THE TASK: Copy the items below, switching "marker" to "dot" wherever it occurs and leaving everything else the same.

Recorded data
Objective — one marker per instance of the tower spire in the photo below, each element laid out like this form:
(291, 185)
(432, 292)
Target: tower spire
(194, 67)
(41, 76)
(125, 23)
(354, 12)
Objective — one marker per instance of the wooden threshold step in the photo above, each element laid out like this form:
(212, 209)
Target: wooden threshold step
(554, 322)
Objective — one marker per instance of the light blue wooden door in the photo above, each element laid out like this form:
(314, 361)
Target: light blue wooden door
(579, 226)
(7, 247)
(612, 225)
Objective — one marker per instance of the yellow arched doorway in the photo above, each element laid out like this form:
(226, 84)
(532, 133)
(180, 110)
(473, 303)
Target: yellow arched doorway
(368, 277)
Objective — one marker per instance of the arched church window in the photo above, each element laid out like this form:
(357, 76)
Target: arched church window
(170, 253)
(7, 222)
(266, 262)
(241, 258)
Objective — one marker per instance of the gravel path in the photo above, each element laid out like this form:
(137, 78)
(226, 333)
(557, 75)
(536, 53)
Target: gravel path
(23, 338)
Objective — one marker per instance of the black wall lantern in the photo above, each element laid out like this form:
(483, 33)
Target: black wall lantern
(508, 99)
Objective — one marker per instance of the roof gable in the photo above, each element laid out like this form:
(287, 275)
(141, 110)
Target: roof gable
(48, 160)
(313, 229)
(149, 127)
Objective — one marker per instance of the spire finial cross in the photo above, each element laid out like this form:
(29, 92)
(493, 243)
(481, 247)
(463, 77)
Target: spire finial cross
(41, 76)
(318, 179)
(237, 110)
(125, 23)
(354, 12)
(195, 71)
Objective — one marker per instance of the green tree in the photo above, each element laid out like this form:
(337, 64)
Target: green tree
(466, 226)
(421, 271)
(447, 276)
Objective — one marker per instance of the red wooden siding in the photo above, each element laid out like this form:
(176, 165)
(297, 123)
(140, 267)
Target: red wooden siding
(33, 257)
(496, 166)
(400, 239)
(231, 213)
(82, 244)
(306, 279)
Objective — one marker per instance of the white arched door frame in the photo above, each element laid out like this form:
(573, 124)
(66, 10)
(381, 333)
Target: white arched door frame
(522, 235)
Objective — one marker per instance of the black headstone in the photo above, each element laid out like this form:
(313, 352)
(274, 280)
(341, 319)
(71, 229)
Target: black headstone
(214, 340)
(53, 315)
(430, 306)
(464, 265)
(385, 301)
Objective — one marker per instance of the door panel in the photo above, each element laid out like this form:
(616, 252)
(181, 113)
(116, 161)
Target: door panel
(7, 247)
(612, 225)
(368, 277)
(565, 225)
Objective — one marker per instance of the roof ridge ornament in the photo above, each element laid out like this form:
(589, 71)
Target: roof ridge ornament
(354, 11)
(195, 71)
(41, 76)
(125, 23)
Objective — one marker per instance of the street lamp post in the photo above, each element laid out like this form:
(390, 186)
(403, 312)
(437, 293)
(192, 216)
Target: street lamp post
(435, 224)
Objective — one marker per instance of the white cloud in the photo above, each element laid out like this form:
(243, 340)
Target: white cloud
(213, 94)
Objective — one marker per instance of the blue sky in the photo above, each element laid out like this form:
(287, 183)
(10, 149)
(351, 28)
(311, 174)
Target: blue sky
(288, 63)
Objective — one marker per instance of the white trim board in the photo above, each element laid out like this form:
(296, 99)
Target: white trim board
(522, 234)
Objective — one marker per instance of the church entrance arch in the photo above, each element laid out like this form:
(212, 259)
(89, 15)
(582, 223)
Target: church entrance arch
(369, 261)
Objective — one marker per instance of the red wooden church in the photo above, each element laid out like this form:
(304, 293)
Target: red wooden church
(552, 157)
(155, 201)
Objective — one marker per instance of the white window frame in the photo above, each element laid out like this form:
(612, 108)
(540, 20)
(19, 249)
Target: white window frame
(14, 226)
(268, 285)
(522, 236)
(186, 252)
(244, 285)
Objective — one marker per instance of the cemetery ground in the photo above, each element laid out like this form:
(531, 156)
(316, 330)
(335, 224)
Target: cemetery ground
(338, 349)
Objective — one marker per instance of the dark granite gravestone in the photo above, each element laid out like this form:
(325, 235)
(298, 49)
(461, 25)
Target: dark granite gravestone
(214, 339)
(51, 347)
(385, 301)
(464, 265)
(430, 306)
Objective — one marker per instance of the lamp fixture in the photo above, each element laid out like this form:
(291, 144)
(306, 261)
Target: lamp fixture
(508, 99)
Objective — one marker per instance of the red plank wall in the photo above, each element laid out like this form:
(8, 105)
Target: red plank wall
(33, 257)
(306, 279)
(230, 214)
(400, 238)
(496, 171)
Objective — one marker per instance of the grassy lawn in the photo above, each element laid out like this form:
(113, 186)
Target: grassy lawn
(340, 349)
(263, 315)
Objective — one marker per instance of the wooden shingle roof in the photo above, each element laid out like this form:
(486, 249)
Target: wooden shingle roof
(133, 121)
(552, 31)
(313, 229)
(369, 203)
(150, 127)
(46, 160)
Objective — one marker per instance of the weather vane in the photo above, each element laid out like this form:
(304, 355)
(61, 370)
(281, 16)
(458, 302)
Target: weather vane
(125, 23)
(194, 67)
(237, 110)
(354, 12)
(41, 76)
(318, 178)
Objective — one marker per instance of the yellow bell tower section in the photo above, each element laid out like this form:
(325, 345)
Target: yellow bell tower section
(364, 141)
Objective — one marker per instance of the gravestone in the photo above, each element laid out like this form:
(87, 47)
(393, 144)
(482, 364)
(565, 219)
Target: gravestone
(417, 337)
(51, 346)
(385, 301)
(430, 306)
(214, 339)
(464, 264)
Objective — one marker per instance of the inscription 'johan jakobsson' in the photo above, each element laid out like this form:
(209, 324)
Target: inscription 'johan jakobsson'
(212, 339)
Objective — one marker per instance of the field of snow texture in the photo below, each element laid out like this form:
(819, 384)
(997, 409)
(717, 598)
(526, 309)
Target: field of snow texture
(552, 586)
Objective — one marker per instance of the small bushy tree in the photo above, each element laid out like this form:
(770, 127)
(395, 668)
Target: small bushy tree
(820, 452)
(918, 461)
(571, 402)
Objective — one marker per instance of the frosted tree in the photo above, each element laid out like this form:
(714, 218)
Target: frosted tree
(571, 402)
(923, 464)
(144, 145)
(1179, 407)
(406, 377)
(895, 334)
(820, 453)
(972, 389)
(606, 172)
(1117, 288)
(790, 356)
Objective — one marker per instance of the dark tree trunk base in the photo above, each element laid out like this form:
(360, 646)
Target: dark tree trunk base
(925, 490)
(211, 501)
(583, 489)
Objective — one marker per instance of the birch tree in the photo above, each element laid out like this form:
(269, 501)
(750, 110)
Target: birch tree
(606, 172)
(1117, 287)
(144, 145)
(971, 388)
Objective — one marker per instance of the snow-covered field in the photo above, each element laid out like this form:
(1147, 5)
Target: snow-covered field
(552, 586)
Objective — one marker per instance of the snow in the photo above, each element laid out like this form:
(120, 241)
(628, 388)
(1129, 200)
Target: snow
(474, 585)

RESULT:
Objective — one dot per instance of the tower spire in the photo below, each element laid out like this form:
(291, 185)
(432, 292)
Target: tower spire
(194, 67)
(41, 76)
(125, 23)
(354, 12)
Objective — one dot per instance of the wooden threshold step in the photo above, each element laid out like this form:
(212, 209)
Target: wooden threshold step
(554, 322)
Objective — one dot per instance of the light blue wooden door in the photo above, each element laid out like this form:
(314, 361)
Target: light blue wooden door
(579, 226)
(7, 247)
(612, 225)
Objective — one dot per instance of the yellow arched doorway in the photo above, each element laid out like this form:
(226, 84)
(532, 133)
(180, 110)
(473, 303)
Target: yellow arched doorway
(368, 277)
Objective — one dot per instance of the arched church window in the photo above, each element laid out like this form:
(357, 76)
Target: arched church window
(170, 253)
(7, 222)
(266, 262)
(241, 258)
Objective — one dot per instance of the gravel path in the photo above, each element laid out like this form:
(137, 78)
(226, 333)
(557, 75)
(536, 53)
Target: gravel path
(23, 338)
Objective — one dot per instance of the black wall lantern in the photo above, each element laid out like this form:
(483, 33)
Target: black wall lantern
(508, 99)
Objective — one dot per instance of the roof gable in the photo above, each element laid out like this form:
(287, 275)
(141, 110)
Target: roof gable
(48, 160)
(313, 229)
(149, 127)
Objective — one dot per instance of the spire finial cross in the photo above, each element laid out like this form:
(29, 92)
(493, 243)
(481, 247)
(463, 77)
Target: spire finial cross
(41, 76)
(318, 179)
(237, 110)
(125, 23)
(354, 12)
(195, 71)
Objective — one dot per instance of the green tree in the photo above, each element laid out like this form:
(337, 64)
Target: green tree
(466, 226)
(421, 271)
(447, 276)
Objective — one dot per instance of the red wooden siding in the photo above, each element laid out like this form:
(176, 165)
(297, 123)
(140, 267)
Target: red wooden siding
(33, 257)
(496, 166)
(400, 239)
(231, 213)
(82, 244)
(306, 279)
Objective — one dot per instance of the white arched door frame in the photo above, each element laid out like this form:
(573, 124)
(66, 10)
(381, 333)
Target: white arched door frame
(522, 235)
Objective — one dot per instance of the black headstone in the photo above, each element laid out like this form:
(313, 352)
(274, 280)
(341, 319)
(71, 229)
Target: black headstone
(214, 340)
(53, 315)
(430, 306)
(464, 265)
(385, 301)
Objective — one dot per instance of the door panel in the photo above, each element laid out like this form:
(616, 252)
(181, 113)
(116, 161)
Target: door panel
(7, 247)
(612, 225)
(368, 277)
(565, 225)
Objective — one dot per instance of the roof ridge ornament in the photo above, each element laid out like this form:
(589, 71)
Target: roof ridge ornament
(354, 11)
(195, 71)
(41, 76)
(125, 23)
Objective — one dot per instance of the street lamp post in the photo above, each element laid out like this form:
(390, 186)
(403, 312)
(437, 293)
(192, 216)
Target: street lamp post
(435, 224)
Objective — one dot per instance of the white cloud in the photo above, each element laid out like this form:
(243, 340)
Target: white cloud
(213, 94)
Objective — one dot per instance of the blue sky in the photo above, each element laid out like this form:
(287, 183)
(10, 149)
(351, 28)
(311, 174)
Target: blue sky
(288, 63)
Objective — one dot per instance of the white trim board in the photo above, each element laid out like this form:
(296, 99)
Target: white trim board
(522, 234)
Objective — one dot per instance of the church entrance arch in the photo above, each element laid out like this form:
(212, 259)
(89, 15)
(582, 223)
Target: church entrance arch
(369, 261)
Objective — one dot per instance of the red wooden church in the photo above, each element laid out like this form:
(304, 293)
Target: red wooden church
(552, 157)
(155, 201)
Objective — one dot per instance of the white window frame in the photo above, each element laid out like this form:
(612, 108)
(540, 20)
(19, 249)
Target: white window frame
(14, 226)
(268, 285)
(522, 236)
(186, 252)
(244, 285)
Objective — one dot per instance of the cemetery ground in the photo above, each element laid out like this form:
(531, 156)
(316, 330)
(335, 224)
Target: cemetery ground
(338, 349)
Objective — one dot per instance of the dark granite gravestone in the photo above, each element laid out like this form:
(325, 235)
(298, 49)
(461, 25)
Target: dark granite gravestone
(214, 339)
(51, 347)
(385, 301)
(464, 265)
(430, 306)
Objective — one dot per instance of the lamp fixture in the photo above, each element laid out like this form:
(291, 144)
(306, 261)
Target: lamp fixture
(508, 99)
Objective — one dot per instance of the red plank wall in the photo above, each element laid out like this form:
(8, 105)
Target: red plank wall
(33, 257)
(306, 279)
(230, 214)
(400, 238)
(496, 171)
Objective — one dot per instance of the grassy lawn in the photo above, each element laid out like this form:
(113, 186)
Target: grassy lawn
(340, 349)
(263, 315)
Objective — one dot per instance of the wooden shingle roof in the photo above, each element laid out like this form:
(486, 249)
Target: wooden shingle roof
(133, 121)
(552, 31)
(313, 229)
(369, 203)
(150, 127)
(46, 160)
Objective — one dot per instance of the weather vane in the photo above, each element laid out like this form:
(304, 355)
(61, 370)
(281, 16)
(458, 302)
Target: weather vane
(125, 23)
(194, 67)
(237, 110)
(354, 12)
(41, 76)
(318, 178)
Objective — one dot per instance of the yellow bell tower section in the photo above, each element laid out like this form:
(325, 345)
Target: yellow bell tower section
(364, 141)
Objective — one dot per instance of the gravestone in the photo above, each element laid out like this form:
(87, 47)
(393, 144)
(482, 364)
(565, 219)
Target: gravestone
(417, 337)
(51, 346)
(385, 301)
(430, 306)
(214, 339)
(464, 264)
Objective — one dot per instance of the inscription 'johan jakobsson' in the photo above, each element laid out like this form:
(209, 324)
Target: inscription 'johan jakobsson'
(212, 339)
Objective — one dot per instance of the field of snow texture in the photo below, each element laid out like this form:
(819, 384)
(997, 409)
(717, 598)
(526, 309)
Target: field of snow texture
(552, 586)
Objective — one dot per instance of the small bushy tree in the photo above, each element laid out like this form:
(770, 127)
(395, 668)
Target: small bushy tree
(820, 452)
(918, 461)
(571, 402)
Objective — one dot per instance of the frosted tree in the photo above, each element laid out like this form:
(714, 218)
Target: frosted tree
(571, 402)
(923, 464)
(144, 145)
(1179, 407)
(406, 377)
(895, 334)
(820, 453)
(972, 389)
(606, 172)
(1117, 288)
(790, 356)
Objective — one dot per instance of the dark tree trunk base in the photo above, each element laid out like this form:
(360, 646)
Target: dark tree trunk base
(925, 490)
(211, 501)
(583, 489)
Objective — one dot per instance of the birch tree in the photo above, each element laid out like this form:
(269, 501)
(750, 110)
Target: birch tree
(606, 172)
(1117, 287)
(144, 145)
(971, 388)
Objective — one dot per instance of the snow-covered field in the photo above, each element laid out like this form:
(1147, 5)
Target: snow-covered field
(552, 586)
Objective — one dot per instance of the snow in the photo above, each element laid out like this form:
(120, 241)
(628, 388)
(1129, 200)
Target: snow
(474, 585)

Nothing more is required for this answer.